**WHAT IS REQUIRED:** Reproduce every one of the records below line for line, with no changes.

**DATA LISTING:**
———

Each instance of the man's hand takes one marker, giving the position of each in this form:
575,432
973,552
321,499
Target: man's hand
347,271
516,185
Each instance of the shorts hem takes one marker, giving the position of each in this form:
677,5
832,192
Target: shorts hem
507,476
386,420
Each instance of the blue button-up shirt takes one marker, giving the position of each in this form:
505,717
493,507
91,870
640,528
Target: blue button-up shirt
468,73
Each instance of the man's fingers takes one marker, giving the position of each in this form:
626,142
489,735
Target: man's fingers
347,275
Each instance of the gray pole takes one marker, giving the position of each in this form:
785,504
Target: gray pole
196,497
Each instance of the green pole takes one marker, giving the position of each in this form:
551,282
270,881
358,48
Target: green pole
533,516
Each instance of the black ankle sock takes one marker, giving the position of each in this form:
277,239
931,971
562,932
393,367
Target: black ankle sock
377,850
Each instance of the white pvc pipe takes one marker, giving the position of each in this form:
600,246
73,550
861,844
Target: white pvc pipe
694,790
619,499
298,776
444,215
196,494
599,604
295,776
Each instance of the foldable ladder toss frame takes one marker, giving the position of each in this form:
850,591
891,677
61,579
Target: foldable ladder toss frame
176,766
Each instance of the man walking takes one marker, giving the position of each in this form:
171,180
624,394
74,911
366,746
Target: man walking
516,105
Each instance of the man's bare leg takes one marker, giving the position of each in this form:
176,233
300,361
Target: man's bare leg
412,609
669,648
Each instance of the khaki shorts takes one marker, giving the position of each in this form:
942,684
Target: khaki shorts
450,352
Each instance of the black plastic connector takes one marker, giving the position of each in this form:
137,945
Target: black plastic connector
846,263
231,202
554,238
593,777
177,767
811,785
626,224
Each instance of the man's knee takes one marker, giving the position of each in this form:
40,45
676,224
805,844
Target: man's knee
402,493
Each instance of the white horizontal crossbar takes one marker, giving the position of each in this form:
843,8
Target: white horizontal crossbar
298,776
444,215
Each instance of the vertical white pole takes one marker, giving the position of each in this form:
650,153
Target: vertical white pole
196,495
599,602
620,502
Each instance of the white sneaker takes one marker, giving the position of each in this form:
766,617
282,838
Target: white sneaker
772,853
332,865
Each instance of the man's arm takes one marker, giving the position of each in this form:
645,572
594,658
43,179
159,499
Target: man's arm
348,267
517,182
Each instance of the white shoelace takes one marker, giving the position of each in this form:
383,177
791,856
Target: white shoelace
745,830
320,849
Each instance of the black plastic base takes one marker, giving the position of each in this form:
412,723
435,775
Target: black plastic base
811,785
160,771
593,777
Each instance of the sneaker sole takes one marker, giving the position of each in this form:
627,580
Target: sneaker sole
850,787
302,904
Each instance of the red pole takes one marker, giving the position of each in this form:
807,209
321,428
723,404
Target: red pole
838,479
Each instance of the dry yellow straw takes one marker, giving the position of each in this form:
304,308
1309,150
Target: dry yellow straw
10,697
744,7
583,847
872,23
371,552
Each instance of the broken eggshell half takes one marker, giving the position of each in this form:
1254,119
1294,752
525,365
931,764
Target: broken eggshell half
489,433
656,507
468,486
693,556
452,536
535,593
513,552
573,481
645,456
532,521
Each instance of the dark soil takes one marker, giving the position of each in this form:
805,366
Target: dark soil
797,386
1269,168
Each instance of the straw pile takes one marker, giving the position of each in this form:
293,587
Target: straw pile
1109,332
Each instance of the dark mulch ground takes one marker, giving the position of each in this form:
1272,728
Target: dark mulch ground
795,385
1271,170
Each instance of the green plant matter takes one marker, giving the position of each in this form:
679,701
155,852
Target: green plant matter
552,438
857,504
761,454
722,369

———

**ANSWER TO THIS PROBLEM:**
Each instance of the man's hand takes one marker, giving the position of each in this form:
575,432
973,552
321,499
Target: man's hand
347,271
516,185
Each instance of the shorts hem takes one marker, giving the position of each in this form:
677,5
832,192
Target: shorts hem
507,476
386,420
Each instance of the blue button-up shirt takes one marker, giving the position of each in this form:
505,717
493,507
91,870
640,528
Target: blue button-up shirt
468,73
Each instance of the man's fingers takes one marker, giving the position of each in this form:
626,142
489,735
Target: man's fingers
347,275
Each instance of the gray pole takes one marker, giving the position of each in this form:
785,504
Target: gray pole
196,497
Each instance of the green pole takes one marker, giving the position of each in this form:
551,282
270,881
358,48
Target: green pole
533,516
Each instance of the black ankle sock takes one marker, giving the position of each in this form:
277,239
931,971
562,932
393,367
Target: black ankle sock
377,850
Each instance of the white pvc pipe takes one marker, giving the position of each in this form:
600,246
73,550
861,844
Target: white pvc pipe
694,790
619,499
298,776
444,215
196,494
599,604
295,776
Each instance of the foldable ladder toss frame takes one marker, giving the position of each in this form:
850,591
891,677
61,579
Target: foldable ladder toss frame
176,766
Each instance of the man walking takes one marker, giving the position of each in this form:
171,180
624,394
74,911
366,746
Target: man walking
516,105
Each instance of the man's bare leg takes one marker, giving the position of each in this form:
176,233
300,361
Target: man's bare leg
412,609
669,648
Each instance of the khaki shorts takes one marker, giving the position of each in this form:
942,684
Target: khaki shorts
450,352
Each instance of the black plastic connector takes one marker, giving the position of each in this form:
137,945
Target: black plastic connector
846,263
231,202
554,238
593,777
177,767
811,785
626,224
Each instance of the man's knee takes one marker, giving the position of each in this form:
40,45
676,224
805,844
Target: man's knee
402,493
Each instance of the white horizontal crossbar takes one marker, giving the position of each in this form:
843,8
Target: white horizontal crossbar
298,776
444,215
Each instance of the vertical white pole takes one marker, giving the position of each in this form:
650,153
Target: vertical white pole
196,495
599,602
620,502
Each instance of the white sneaker takes one marker, giving the position of each in this form:
766,617
282,838
Target: white sneaker
772,853
332,865
Each instance of the man's arm takes one marker, giving the position of each in this form:
645,572
594,658
43,179
159,499
Target: man's arm
348,267
517,182
Each instance of the white shoelace takes one marker, giving the position of each in this form:
383,177
791,856
Target: white shoelace
745,830
320,849
Each instance of the black plastic base takes one marker, giving the position of each in this form:
412,723
435,775
Target: black plastic base
811,785
160,771
593,777
Each instance of the sneaker sole takes one marker, giving the position of each in this form:
627,580
Target: sneaker sole
850,787
302,904
Each instance of the red pole takes one marker, giving the position of each in this form:
807,209
321,428
723,404
Target: red pole
838,479
Each instance of the dry yellow straw takes one marker, giving the position of each in this form:
304,308
1309,150
Target: dry yellow straw
10,697
744,7
583,847
872,23
371,552
Each instance of the broken eggshell half takes one marker, giving the position of each in this form:
1254,119
1294,752
525,365
931,764
Target: broken eggshell half
489,433
656,507
468,486
693,556
452,536
535,593
513,552
573,481
645,456
532,521
Each instance of the dark soil takes one marker, giving the position of each in this form:
805,366
Target: dark soil
797,386
1269,168
Each instance of the straw pile takes one marker, giving the position of each in this form:
293,587
Target: straw pile
1109,332
Each instance of the dark mulch ground takes one marker, giving the position of each in this form:
1272,728
Target: dark mulch ground
795,385
1271,170
Each instance of the green plant matter takes one marker, giving the position of each in this form:
679,701
155,852
Target: green plant matter
552,438
857,504
761,454
722,369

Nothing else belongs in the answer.